◆ REQUEST: From the forum thread on solving a logarithmic equation, reproduce word for word the passage between "## anonymous 3" and "1, what do you get?", inclusive.

◆ SELECTED PASSAGE:
· · ·

## anonymous 3 years ago 2log(x-3)+1 = 5 Could you break it down step by step? I'm a bit confused on how to do this algebraically

1. Callisto

To solve x?

2. anonymous

yes, i presume

3. Callisto

Okay, first, subtract both sides by 1, what do you get?

4. anonymous

you get 2log(x-3) = 4

5. Callisto

Right, now divide both sides by 2, what do you get?

6. anonymous

log(x-3) = 2

7. anonymous

haha, that's fine :)

8. calculusfunctions

Don't mind me. @Callisto seems to be doing a fine job teaching so I'll just observe if you don't mind? I'll only respond if you ask.

9. Callisto

Yup! Now, take anti-log for both sides. What do you get? Note: anti-log = inverse of log For example, logx = 1 => 10^(logx) = 10^1 => x = 10^1 = 10

10. anonymous

yikes, haha, i'm not for sure. I briefly remember anti-logs but I'm not for sure what do with them

11. Callisto

Do you understand that example?

12. anonymous

i'm starting to get it. logx = 1. I understand that but not after that

13. calculusfunctions

If I may, @Callisto perhaps he'd @Egirl01 would understand if you asked her to change the logarithm form to exponential form. @Egirl01 do you know how to do that.

· · ·

◆ COLLECTED MATERIAL:
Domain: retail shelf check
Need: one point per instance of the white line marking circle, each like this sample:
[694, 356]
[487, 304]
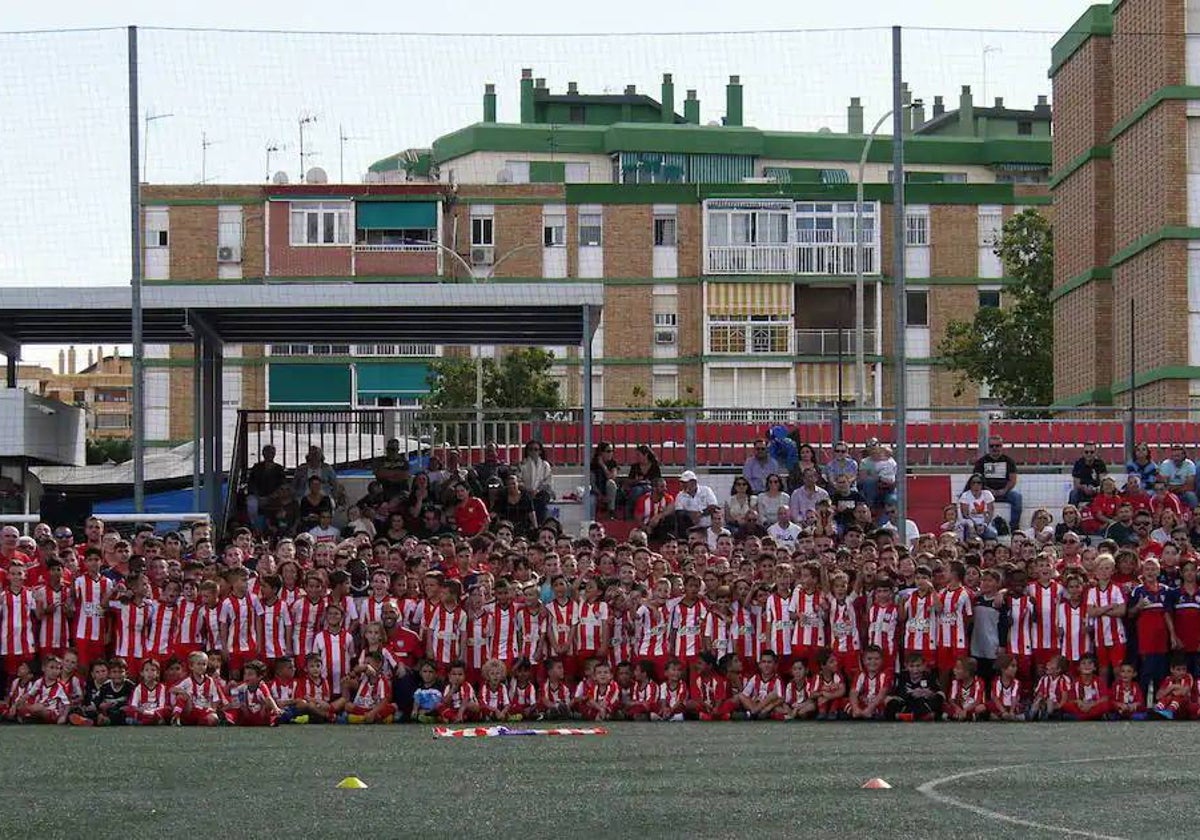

· · ·

◆ EXERCISE RESULT:
## anonymous 3 years ago 2log(x-3)+1 = 5 Could you break it down step by step? I'm a bit confused on how to do this algebraically

1. Callisto

To solve x?

2. anonymous

yes, i presume

3. Callisto

Okay, first, subtract both sides by 1, what do you get?